Recorded data ▸
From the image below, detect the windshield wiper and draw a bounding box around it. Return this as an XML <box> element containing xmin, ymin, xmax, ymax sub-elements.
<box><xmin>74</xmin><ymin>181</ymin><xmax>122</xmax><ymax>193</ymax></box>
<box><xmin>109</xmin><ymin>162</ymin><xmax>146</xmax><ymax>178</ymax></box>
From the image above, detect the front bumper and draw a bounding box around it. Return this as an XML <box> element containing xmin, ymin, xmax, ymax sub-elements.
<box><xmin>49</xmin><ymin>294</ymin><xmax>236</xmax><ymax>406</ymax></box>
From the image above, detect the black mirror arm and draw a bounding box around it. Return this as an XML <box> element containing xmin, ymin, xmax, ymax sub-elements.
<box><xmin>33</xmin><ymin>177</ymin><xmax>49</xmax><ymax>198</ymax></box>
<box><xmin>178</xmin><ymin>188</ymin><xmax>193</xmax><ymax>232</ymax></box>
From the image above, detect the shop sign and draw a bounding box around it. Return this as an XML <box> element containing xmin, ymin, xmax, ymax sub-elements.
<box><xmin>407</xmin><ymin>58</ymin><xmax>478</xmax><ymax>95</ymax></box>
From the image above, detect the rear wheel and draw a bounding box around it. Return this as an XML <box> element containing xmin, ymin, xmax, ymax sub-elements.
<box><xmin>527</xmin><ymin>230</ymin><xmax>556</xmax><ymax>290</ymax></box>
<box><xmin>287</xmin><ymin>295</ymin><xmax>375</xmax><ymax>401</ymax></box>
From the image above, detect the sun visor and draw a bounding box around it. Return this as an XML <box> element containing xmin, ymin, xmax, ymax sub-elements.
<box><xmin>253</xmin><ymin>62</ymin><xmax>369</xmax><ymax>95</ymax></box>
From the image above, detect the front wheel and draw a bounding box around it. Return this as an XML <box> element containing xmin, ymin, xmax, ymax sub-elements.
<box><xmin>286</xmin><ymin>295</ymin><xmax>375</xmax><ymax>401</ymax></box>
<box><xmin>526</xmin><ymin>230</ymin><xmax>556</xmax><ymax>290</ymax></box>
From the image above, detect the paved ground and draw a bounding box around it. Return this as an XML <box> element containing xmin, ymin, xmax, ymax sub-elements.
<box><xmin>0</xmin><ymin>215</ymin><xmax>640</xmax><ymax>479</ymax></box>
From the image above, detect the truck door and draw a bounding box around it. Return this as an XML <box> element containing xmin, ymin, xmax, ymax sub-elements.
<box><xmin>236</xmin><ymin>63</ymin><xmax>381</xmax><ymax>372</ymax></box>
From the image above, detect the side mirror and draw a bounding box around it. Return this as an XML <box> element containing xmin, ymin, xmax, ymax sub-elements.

OBJECTIVE ▸ Please render every line of the records above as a numbered list, leaving out any blank lines.

RESULT FOR THIS TASK ▸
1. From the image below, detect the windshield wiper and draw a bounding box around it. Return this as an XML <box> element containing xmin, ymin, xmax, ymax sub-elements.
2. <box><xmin>74</xmin><ymin>181</ymin><xmax>122</xmax><ymax>193</ymax></box>
3. <box><xmin>109</xmin><ymin>162</ymin><xmax>146</xmax><ymax>178</ymax></box>
4. From the image above, detect the front bumper and draw a bounding box around it. Return this as an XML <box> element containing xmin, ymin, xmax, ymax sub-elements.
5. <box><xmin>49</xmin><ymin>294</ymin><xmax>236</xmax><ymax>406</ymax></box>
6. From the image above, detect the black mirror arm and draw a bounding box around it. Return this as an XML <box> element containing xmin, ymin, xmax, ymax sub-elements.
7. <box><xmin>33</xmin><ymin>177</ymin><xmax>49</xmax><ymax>198</ymax></box>
8. <box><xmin>178</xmin><ymin>188</ymin><xmax>193</xmax><ymax>232</ymax></box>
9. From the image above, detect the shop sign and draw a bounding box around it. Return this as an XML <box> element containing xmin, ymin, xmax, ymax sub-elements.
10. <box><xmin>407</xmin><ymin>58</ymin><xmax>478</xmax><ymax>95</ymax></box>
11. From the image above, detect the rear wheel and draw a bounding box around it. Return this as an XML <box> element containing xmin, ymin, xmax, ymax sub-elements.
12. <box><xmin>527</xmin><ymin>230</ymin><xmax>556</xmax><ymax>290</ymax></box>
13. <box><xmin>287</xmin><ymin>295</ymin><xmax>375</xmax><ymax>401</ymax></box>
14. From the image above, detect the sun visor and draw a bounding box around it. Return this as an XML <box> element containing xmin, ymin, xmax, ymax sub-elements.
15. <box><xmin>253</xmin><ymin>62</ymin><xmax>369</xmax><ymax>95</ymax></box>
16. From the image above, detect the front wheel and draw a bounding box around it. Return this as an XML <box> element containing xmin, ymin, xmax, ymax sub-elements.
17. <box><xmin>286</xmin><ymin>295</ymin><xmax>375</xmax><ymax>401</ymax></box>
18. <box><xmin>526</xmin><ymin>230</ymin><xmax>556</xmax><ymax>290</ymax></box>
19. From the image above, detect the paved ground and draw a bounding box around it. Return this as an XML <box> element containing xmin, ymin, xmax, ymax sub-elements.
20. <box><xmin>0</xmin><ymin>215</ymin><xmax>640</xmax><ymax>479</ymax></box>
21. From the image above, detect the truck door and draw a bounding box around it. Return this as an XML <box> element containing xmin, ymin, xmax, ymax sub-elements.
22. <box><xmin>236</xmin><ymin>63</ymin><xmax>381</xmax><ymax>372</ymax></box>
23. From the image above, detect the side mirror and draw a bounding box around it. Return this as an XML <box> element containing xmin, ymin, xmax, ymax sub-elements.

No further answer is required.